▸ **WHAT YOU SHOULD DO**: Rewrite the lines below, swapping every "photo" for "image" and leaving everything else unchanged. Omit the pictures from your answer.

##### MATERIAL PROVIDED #####

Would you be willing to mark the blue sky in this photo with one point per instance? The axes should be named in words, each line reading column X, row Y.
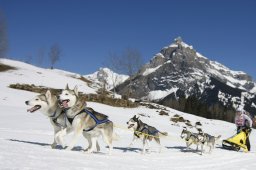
column 88, row 30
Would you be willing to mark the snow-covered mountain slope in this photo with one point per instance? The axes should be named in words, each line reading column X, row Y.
column 25, row 138
column 106, row 77
column 178, row 71
column 29, row 74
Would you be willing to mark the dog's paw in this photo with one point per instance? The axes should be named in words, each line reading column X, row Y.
column 54, row 145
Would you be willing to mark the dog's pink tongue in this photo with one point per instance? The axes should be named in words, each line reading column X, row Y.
column 31, row 109
column 65, row 104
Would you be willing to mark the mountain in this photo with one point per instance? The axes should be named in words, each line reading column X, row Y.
column 179, row 76
column 26, row 138
column 106, row 77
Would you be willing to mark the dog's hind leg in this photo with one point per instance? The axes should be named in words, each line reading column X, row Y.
column 133, row 140
column 93, row 144
column 88, row 137
column 157, row 139
column 144, row 145
column 58, row 137
column 77, row 133
column 108, row 139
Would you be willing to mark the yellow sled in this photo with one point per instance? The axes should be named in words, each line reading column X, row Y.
column 237, row 141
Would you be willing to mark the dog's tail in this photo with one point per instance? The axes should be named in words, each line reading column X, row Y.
column 115, row 136
column 163, row 133
column 218, row 137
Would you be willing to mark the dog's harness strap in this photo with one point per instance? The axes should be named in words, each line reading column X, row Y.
column 54, row 119
column 151, row 133
column 97, row 121
column 70, row 120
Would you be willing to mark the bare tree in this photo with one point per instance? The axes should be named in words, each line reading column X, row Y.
column 54, row 54
column 40, row 56
column 3, row 36
column 129, row 62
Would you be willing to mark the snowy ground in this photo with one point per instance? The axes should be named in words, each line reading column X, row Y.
column 25, row 140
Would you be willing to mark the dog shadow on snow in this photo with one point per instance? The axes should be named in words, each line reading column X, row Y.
column 77, row 148
column 184, row 149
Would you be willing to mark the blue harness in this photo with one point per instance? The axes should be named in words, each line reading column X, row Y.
column 151, row 133
column 97, row 121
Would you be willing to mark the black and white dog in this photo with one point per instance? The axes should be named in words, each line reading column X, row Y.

#####

▸ **FULL OUTPUT**:
Would you be willing to mark the blue sky in this image with one point per instance? The axes should be named in words, each line reading column X, row Y.
column 88, row 30
Would you be willing to mark the snow-covered mountain slope in this image with one point per instance? The axes should be named in words, each line reading column X, row Y.
column 25, row 138
column 106, row 77
column 178, row 71
column 29, row 74
Would you be willing to mark the dog's paw in this image with one point per instance? The axes should be named in words, each line reading column X, row Y.
column 54, row 145
Would you be willing to mark the dog's pink tongue in this image with one point per instance? The axes should be named in words, each line reading column X, row Y.
column 31, row 109
column 65, row 104
Would you be willing to mark the mountain in this image with one point per instance? The axes should be named in words, each line reading column X, row Y.
column 179, row 76
column 26, row 138
column 106, row 77
Would you be willing to mark the dog's hind leg in this image with one point per instance? The axes should be named in words, each line reading column X, row Y.
column 133, row 140
column 93, row 144
column 88, row 137
column 157, row 139
column 144, row 145
column 58, row 137
column 77, row 133
column 108, row 139
Would you be willing to mark the yellow sled in this image with one point per instance? The axes should be named in words, each line reading column X, row Y.
column 237, row 141
Would you be willing to mark the dog's tail in this image with one point per instance? The axes should be named in words, each line reading column X, row Y.
column 115, row 136
column 163, row 133
column 218, row 137
Would you be willing to mark the dog's harness strap in this image with one point per instance? The axes should be named in words, each line reading column X, row Y.
column 54, row 119
column 151, row 133
column 97, row 121
column 70, row 120
Would you be willing to mark the bare tree in this image with one point per instance? The axes should be named in words, each line reading column X, row Y.
column 54, row 54
column 40, row 56
column 3, row 36
column 129, row 62
Would you be willing to mark the snowy ground in this image with one point per instance? The axes should be named in words, each line reading column X, row Y.
column 25, row 140
Would you be willing to mark the dog shadow on snow in this image with one point per instance? The axes should be named in words, each line reading column X, row Y.
column 77, row 148
column 184, row 149
Would you be willing to mark the blue harness in this image with one point per instance? The axes should be named in words, each line reading column X, row Y.
column 151, row 133
column 97, row 121
Would you be willing to mark the black and white dog in this image with one point per instance? The axes should be named in words, each line reading column X, row Y.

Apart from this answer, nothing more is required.